Can you print the data exactly and leave out each image?

──────

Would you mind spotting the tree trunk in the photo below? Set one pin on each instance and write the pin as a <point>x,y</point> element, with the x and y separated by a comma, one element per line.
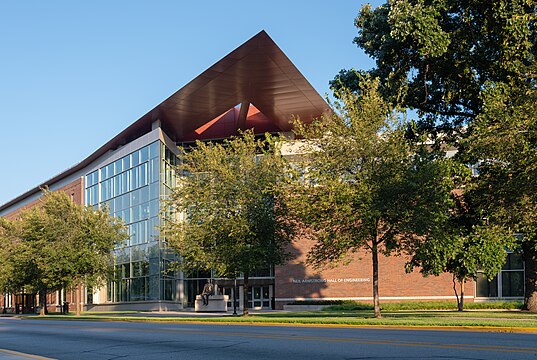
<point>43,301</point>
<point>245,296</point>
<point>78,300</point>
<point>460,300</point>
<point>530,295</point>
<point>376,300</point>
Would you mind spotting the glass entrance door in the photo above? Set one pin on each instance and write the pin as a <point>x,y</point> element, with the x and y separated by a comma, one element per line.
<point>259,297</point>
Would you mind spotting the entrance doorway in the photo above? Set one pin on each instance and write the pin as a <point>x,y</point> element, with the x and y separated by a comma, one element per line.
<point>259,297</point>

──────

— THE COMPLETED TASK —
Would you mind spotting the tree trunk in the photo below? Set one pin on each instance and write the pin as a <point>x,y</point> element, with the x and y separated by a comma, one element per line.
<point>43,301</point>
<point>245,296</point>
<point>78,300</point>
<point>460,300</point>
<point>530,295</point>
<point>376,300</point>
Would you mind spotting the glass entrance door in the photo above? Set one pin on each instance and write the pin as a <point>x,y</point> element, with the x and y separated by a comma, one element per line.
<point>259,297</point>
Would you mind spotting the entrance doorway in the photo above? Set one pin on each instance and write the pin as a <point>x,y</point> element, with the x and y separated by a comma, one element per line.
<point>259,297</point>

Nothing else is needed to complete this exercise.